**What the exercise asks:** Please copy the listing below word for word, from the line containing "Point out the bokeh" through the end of the listing, leaving out the pictures.

**Material provided:**

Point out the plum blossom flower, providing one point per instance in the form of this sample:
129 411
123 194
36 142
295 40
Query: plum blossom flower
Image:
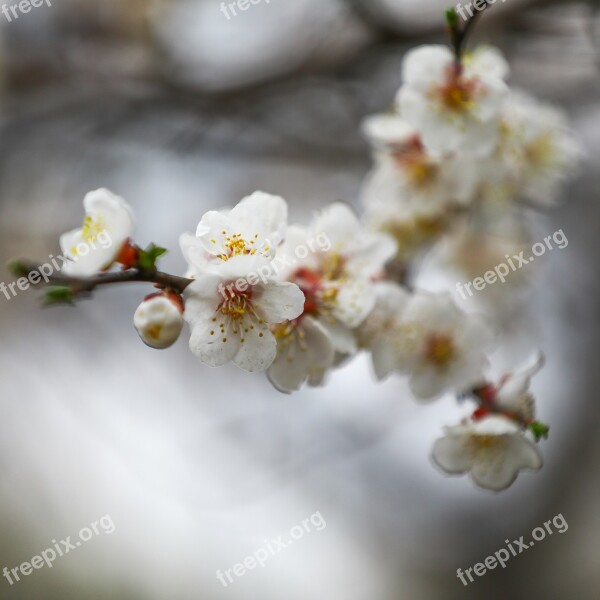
337 281
406 172
305 352
442 349
382 332
454 106
492 450
230 320
253 228
539 148
159 320
106 229
413 233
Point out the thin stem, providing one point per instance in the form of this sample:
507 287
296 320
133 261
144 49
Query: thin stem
81 285
460 35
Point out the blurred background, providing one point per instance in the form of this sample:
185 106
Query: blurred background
180 109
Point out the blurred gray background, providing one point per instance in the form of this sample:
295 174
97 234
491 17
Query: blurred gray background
180 110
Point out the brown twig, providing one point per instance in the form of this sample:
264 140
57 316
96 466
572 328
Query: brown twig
83 285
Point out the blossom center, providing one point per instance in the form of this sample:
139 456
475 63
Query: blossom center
333 266
440 350
237 305
236 245
485 446
92 228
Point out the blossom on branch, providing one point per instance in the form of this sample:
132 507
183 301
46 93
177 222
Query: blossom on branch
492 450
107 227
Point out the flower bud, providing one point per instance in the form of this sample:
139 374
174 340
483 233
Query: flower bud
159 320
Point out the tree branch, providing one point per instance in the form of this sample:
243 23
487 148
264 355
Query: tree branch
84 285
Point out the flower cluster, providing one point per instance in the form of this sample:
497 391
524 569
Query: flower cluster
297 301
459 139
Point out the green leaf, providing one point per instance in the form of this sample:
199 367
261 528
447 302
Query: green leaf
58 294
148 257
539 430
451 17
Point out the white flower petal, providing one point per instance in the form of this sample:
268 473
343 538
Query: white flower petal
257 352
277 302
425 65
451 454
295 362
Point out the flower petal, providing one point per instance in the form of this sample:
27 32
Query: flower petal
276 302
257 352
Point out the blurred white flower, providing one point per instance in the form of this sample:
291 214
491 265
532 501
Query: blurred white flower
159 320
253 228
454 107
414 233
492 450
443 349
512 394
107 227
405 171
382 332
336 279
539 148
305 352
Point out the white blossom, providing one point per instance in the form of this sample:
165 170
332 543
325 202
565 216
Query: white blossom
107 227
512 394
337 281
539 148
253 228
442 349
230 322
406 172
492 450
159 320
454 107
382 332
305 353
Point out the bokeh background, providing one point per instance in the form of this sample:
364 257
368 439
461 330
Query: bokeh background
180 110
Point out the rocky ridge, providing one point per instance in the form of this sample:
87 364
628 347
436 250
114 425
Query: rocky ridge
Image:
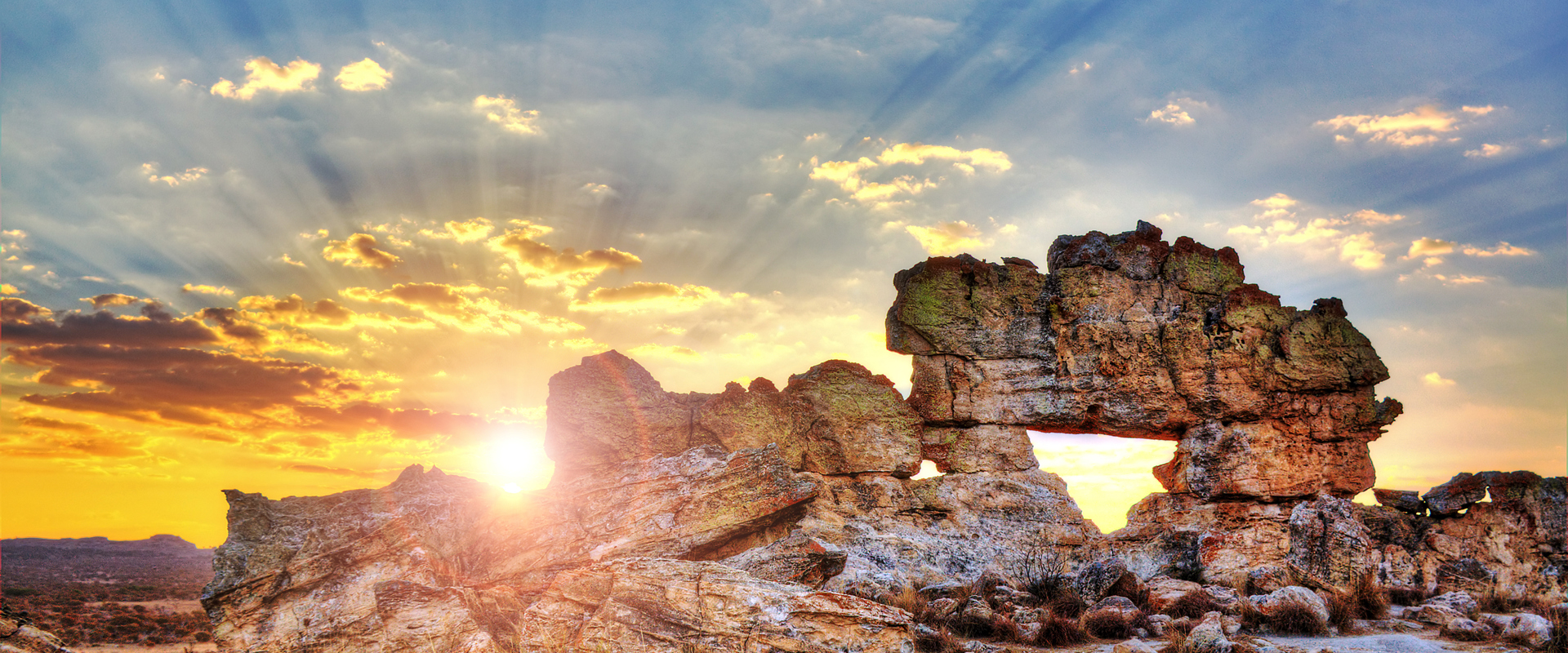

**Answer for this exercise:**
Point out the bokeh background, providing one point per instance in the form of this sample:
364 257
368 439
461 330
Query: bokeh background
180 110
Point out the rocky ridge, providing one point per instance in the form of this sample:
87 364
628 347
436 250
114 425
Query: rocky ridge
Image:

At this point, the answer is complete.